## Textauszug
┌────────

Robin Koch droht das Schicksal, eine zweite EM in Folge ohne eine Minute auf dem Spielfeld verbracht zu haben. Hat Bundestrainer Julian Nagelsmann noch ein Einsehen?

Es gab sie schon mehrfach in der deutschen Fußballgeschichte: Spieler, die es in den DFB-Kader für ein großes Turnier schafften, dann aber nie zum Einsatz kamen.

Die älteren Fans werden sich an Günter Hermann erinnern, der ohne Einsatz beim WM-Titelgewinn 1990 geblieben war und seitdem zum Synonym für den typischen Ersatzspieler wurde. Man kann aber auch nur anderthalb Jahre zurückgehen, zur Winter-WM 2022 in Katar. Damals schauten mit Julian Brandt, Karim Adeyemi, Armel Bella-Kotchap und Christian Günter gleich fünf Feldspieler in die Null-Minuten-Röhre.

Bei der laufenden Heim-EM könnte dieses Schicksal – ausgenommen sind in solchen Aufzählungen in der Regel die Ersatztorhüter – nun Robin Koch von Eintracht Frankfurt treffen. Und das schon zum zweiten Mal in Folge. Denn Koch durfte schon bei der vergangenen EM keine einzige Minute spielen. Damals teilte er dieses Schicksal allerdings mit vier weiteren Feldspielern (Christian Günter, Lukas Klostermann, Jonas Hofmann und Florian Neuhaus).

Bundestrainer Julian Nagelsmann hat es in den letzten zwei Turnierwochen und vier Spielen geschafft, seine Spieler bei Laune zu halten und fast allen zumindest ein paar Einsatzminuten zu geben. Thomas Müller zum Beispiel bekam im ersten Gruppenspiel gegen Schottland 16 Minuten in seinem Heimstadion in München geschenkt, im Achtelfinale gegen Dänemark brachte Nagelsmann mit Niclas Füllkrug und Emre Can gleich zwei BVB-Stars von der Bank – vor heimisches Publikum in Dortmund. Und Deniz Undav und Chris Führich durften zuvor in ihrer sportlichen Heimat Stuttgart ran.

└────────

Gib den Abschnitt des Textauszugs zwischen „Robin Koch droht“ und „in die Null-Minuten-Röhre.“, beide eingeschlossen, wortgetreu aus.

## Rohdaten
┌────────

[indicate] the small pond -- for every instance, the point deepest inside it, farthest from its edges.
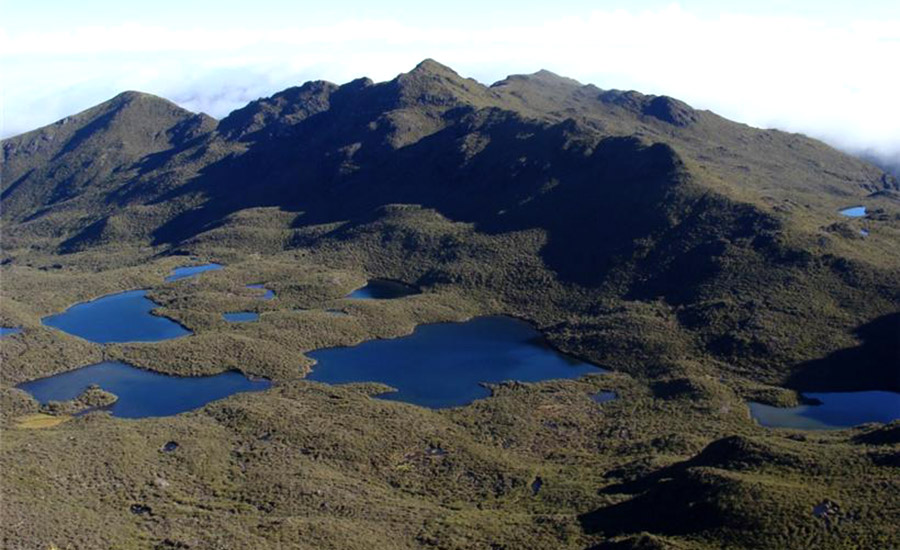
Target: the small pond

└────────

## Lösung
Robin Koch droht das Schicksal, eine zweite EM in Folge ohne eine Minute auf dem Spielfeld verbracht zu haben. Hat Bundestrainer Julian Nagelsmann noch ein Einsehen?

Es gab sie schon mehrfach in der deutschen Fußballgeschichte: Spieler, die es in den DFB-Kader für ein großes Turnier schafften, dann aber nie zum Einsatz kamen.

Die älteren Fans werden sich an Günter Hermann erinnern, der ohne Einsatz beim WM-Titelgewinn 1990 geblieben war und seitdem zum Synonym für den typischen Ersatzspieler wurde. Man kann aber auch nur anderthalb Jahre zurückgehen, zur Winter-WM 2022 in Katar. Damals schauten mit Julian Brandt, Karim Adeyemi, Armel Bella-Kotchap und Christian Günter gleich fünf Feldspieler in die Null-Minuten-Röhre.